• Colin Huntley

Heartbreak and Hunger

I sat down to journal this morning, like I always do. I'm a creature of habit. I wake up at 6am, go to the gym, show up at the same coffee shop, and journal at 8am, nearly every single day. I almost feel like I'm comedically regimented to the baristas. Typically, I'm practicing intermittent fasting each morning too, and am generally about 12 hours fasted by the time I get to the coffee shop.

Today, for some reason, I sat down to journal, and I was outrageously hungry. I am never hungry at 8am. But this morning, I was. Attempting to ignore it, I sat down to write. The last month of my life has been quite emotional, and the last week has been the most emotional of the last 4. Sorting out my thoughts is a pretty good way to alleviate emotional pain. It wasn't working this morning. I was sad. No way around it. Heartbroken, and Hungry.

I remembered watching a YouTube video recently about intermittent fasting, and the science behind it. The narrator eventually started describing the hormone Ghrelin, otherwise known as The Hunger Hormone. Ghrelin is responsible for making you feel hungry. It's the grumbling in your tummy. So when you eat, Ghrelin is then responsible for holding on to what you eat, and converting it to fat storage. But it also stimulates human growth hormone. Human growth hormone breaks down fat, and coverts it to muscle build up.
+ + + + + + +
QUESTIONS
**A)** Rewrite the paragraph of the essay on heartbreak and hunger beginning "I sat down to journal this morning" in a shorter form that keeps its main facts.
**B)** Please carry on the essay on heartbreak and hunger from its final sentence.

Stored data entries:
+ + + + + + +
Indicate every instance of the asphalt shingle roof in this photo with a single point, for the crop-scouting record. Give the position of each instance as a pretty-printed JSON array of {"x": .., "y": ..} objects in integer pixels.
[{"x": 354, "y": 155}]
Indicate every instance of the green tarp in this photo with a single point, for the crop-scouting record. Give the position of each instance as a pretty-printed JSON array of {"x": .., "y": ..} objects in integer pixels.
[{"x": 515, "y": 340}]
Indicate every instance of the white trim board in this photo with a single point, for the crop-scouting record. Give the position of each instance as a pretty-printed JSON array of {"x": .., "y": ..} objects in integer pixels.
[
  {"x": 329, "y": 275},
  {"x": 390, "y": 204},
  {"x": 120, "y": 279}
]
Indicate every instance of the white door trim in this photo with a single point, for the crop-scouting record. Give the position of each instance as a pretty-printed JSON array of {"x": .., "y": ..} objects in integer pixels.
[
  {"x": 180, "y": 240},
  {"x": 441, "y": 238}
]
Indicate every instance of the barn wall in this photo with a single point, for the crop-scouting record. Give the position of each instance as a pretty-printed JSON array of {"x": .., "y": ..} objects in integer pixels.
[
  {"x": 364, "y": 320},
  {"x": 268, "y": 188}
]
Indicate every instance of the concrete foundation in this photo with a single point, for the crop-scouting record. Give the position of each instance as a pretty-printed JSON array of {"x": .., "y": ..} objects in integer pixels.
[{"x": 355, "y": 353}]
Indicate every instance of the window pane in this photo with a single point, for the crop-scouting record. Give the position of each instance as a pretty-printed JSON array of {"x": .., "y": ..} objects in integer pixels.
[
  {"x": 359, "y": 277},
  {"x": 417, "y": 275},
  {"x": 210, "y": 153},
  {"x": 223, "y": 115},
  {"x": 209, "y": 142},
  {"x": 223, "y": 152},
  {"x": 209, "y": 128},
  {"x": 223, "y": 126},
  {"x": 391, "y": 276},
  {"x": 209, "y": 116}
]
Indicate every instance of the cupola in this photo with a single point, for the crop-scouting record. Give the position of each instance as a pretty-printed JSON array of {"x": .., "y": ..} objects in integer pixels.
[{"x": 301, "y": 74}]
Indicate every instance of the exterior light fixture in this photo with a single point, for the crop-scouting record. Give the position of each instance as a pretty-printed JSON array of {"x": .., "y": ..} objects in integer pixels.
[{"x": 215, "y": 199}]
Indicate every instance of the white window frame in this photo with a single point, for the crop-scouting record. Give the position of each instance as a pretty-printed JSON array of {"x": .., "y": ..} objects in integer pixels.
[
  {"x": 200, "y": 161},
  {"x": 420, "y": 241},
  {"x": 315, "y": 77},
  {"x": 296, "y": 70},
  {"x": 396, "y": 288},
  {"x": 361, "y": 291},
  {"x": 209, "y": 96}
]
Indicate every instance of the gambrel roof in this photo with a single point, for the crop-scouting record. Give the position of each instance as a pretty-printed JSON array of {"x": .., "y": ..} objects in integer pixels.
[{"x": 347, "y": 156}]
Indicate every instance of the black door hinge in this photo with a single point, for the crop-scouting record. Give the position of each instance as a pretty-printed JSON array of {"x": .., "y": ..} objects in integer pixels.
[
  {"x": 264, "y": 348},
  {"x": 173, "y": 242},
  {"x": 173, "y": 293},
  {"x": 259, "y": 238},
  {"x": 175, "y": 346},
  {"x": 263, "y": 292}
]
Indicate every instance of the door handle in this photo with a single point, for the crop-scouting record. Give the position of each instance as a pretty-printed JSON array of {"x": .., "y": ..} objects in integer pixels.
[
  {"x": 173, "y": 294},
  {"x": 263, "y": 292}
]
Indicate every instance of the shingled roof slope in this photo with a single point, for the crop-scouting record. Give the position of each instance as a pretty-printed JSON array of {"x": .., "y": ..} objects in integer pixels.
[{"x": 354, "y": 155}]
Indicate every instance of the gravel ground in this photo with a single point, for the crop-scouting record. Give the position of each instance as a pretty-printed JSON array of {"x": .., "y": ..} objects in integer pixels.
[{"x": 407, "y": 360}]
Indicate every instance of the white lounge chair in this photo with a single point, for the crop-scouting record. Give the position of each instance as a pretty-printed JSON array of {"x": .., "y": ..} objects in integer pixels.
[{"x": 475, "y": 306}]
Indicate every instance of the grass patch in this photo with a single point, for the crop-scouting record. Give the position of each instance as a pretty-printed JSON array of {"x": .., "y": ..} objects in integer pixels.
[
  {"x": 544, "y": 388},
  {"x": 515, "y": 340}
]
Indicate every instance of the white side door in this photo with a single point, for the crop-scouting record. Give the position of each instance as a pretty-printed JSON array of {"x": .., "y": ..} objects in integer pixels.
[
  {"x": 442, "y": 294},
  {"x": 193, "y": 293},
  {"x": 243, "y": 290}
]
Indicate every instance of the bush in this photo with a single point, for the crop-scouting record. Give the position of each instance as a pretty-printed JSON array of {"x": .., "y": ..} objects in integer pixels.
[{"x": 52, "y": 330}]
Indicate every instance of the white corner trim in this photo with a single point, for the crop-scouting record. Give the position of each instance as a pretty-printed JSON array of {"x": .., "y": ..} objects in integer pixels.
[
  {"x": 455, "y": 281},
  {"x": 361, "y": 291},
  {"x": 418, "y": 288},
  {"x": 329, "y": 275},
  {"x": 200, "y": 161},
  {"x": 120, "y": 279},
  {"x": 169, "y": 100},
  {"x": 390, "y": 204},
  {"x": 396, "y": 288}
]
+ + + + + + +
REPLIES
**A)** I journal every morning at 8am as part of a fixed routine: I wake at 6am, go to the gym, and write at the same coffee shop, where I suspect the baristas find me comically regimented. I usually practice intermittent fasting, so I'm about 12 hours fasted by the time I arrive.

**B)**
Interesting, huh? Hunger stimulates growth.

Ghrelin was a survival tool - a friend. Back when we humans didn't have fast food drive thru's, and food was scarce, it made sense that your body would hold on to fat for energy. Today, food is so abundant, Ghrelin is more like the enemy to our dreams of having super sexy bodies. But still, it does, when not fed, produce human growth hormone... I promise I'm about to get to how this applies to heartbreak.

Have you ever been absolutely out of your mind hungry, but been stuck in class or a meeting? Two hours, and no food later, you're surprisingly un-hungry. That's how Ghrelin works. Ghrelin levels spike, make you profoundly uncomfortable, and then the levels plummet, and you're seemingly fine. In fact, unfed Ghrelin turns into human growth hormone, which breaks down fat, and turns it into muscle. So not only are you fine, you're getting stronger! Turns out, people who eat less (often) experience less hunger over time. It's odd.

So how does this apply to heartbreak? I like to think about all the memories and pangs of regret that come with a heartbreak as emotional Ghrelin. They're inevitable. Your body produces them involuntarily, so there's no use in wishing them away. They're severely uncomfortable too. But just like Ghrelin, over the long haul, if you continue to feed them, they continue to spike. Just like fed Ghrelin, fed regrets store up as emotional fat for later. And just like Ghrelin, those who indulge and feed on emotional pain over and over again get hungry more often than those who restrain.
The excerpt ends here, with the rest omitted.